What is asked: Reproduce each of the records below word for word, with every line kept unchanged.

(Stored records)
* START *

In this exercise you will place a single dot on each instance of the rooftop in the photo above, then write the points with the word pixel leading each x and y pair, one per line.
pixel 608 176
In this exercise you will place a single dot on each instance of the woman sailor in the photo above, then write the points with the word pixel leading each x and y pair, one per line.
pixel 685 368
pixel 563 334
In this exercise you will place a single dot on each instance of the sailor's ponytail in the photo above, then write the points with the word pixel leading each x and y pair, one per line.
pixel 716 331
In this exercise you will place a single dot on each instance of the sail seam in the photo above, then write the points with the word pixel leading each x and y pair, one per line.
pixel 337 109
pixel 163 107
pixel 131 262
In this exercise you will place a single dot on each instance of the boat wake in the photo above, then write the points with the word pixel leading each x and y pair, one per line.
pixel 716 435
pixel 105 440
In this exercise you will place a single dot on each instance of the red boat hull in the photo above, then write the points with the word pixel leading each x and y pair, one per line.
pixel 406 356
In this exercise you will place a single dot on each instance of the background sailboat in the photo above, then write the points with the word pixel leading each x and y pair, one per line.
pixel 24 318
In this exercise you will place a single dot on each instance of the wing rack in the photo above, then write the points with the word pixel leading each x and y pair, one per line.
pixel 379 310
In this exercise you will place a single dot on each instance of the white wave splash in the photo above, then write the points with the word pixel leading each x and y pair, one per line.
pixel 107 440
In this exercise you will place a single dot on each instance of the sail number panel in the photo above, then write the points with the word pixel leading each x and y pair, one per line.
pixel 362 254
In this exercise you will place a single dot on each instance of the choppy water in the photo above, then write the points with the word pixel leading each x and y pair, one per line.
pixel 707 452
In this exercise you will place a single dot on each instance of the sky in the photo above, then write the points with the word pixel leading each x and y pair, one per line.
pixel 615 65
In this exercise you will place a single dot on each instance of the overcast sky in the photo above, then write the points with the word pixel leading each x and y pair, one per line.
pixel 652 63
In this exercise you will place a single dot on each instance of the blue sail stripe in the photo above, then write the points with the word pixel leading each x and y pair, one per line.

* END *

Solution for this problem:
In this exercise you will place a single dot on each instance of the rooftop in the photo above, then write the points with the word pixel leading each x and y pair, one per line.
pixel 608 176
In this exercise you will place a single dot on each instance of the woman sailor in the photo above, then write the points with the word pixel leading each x and y pair, one per line.
pixel 685 368
pixel 563 334
In this exercise you will place a single dot on each instance of the sailor's ponytail in the photo above, then write the points with the word pixel leading each x and y pair, one per line.
pixel 716 331
In this exercise you will place a single dot on each instance of the sail seam in the photo above, then write the points with the word pixel leading each x and y pair, one per line.
pixel 337 109
pixel 163 107
pixel 131 262
In this exercise you will place a single dot on each instance of the boat wake in the photo above, then write the points with the word pixel leading each x and y pair, one per line.
pixel 716 435
pixel 105 440
In this exercise you will place a single dot on each instance of the red boat hull in the photo above, then write the points with the word pixel leading each x and y pair, one per line.
pixel 406 356
In this exercise you will place a single dot on each instance of the background sailboat in the photo above, then write the points with the word pixel leading each x and y pair, one per line.
pixel 24 318
In this exercise you will place a single dot on each instance of the wing rack in the photo above, then write the points with the word pixel leading each x and y pair, one per line.
pixel 379 310
In this exercise you will place a single dot on each instance of the white wave splash in the photo above, then write the points with the word pixel leading each x and y pair, one per line.
pixel 107 440
In this exercise you will place a single dot on each instance of the sail number panel in the photo above, then write the points with the word pixel leading each x and y pair, one per line.
pixel 362 254
In this exercise you will place a single dot on each instance of the choppy water in the photo above, then write the points with the word pixel leading each x and y pair, one per line.
pixel 707 452
In this exercise you will place a single dot on each instance of the sky in the photo above, then write the points with the word pixel leading each x and y pair, one per line.
pixel 615 65
In this exercise you will place a single dot on each instance of the overcast sky in the photo above, then write the points with the word pixel leading each x and y pair, one per line.
pixel 652 63
In this exercise you will place a single dot on each instance of the blue sail stripe in the photo above, then write the points with the word pixel leading each x and y pair, one per line.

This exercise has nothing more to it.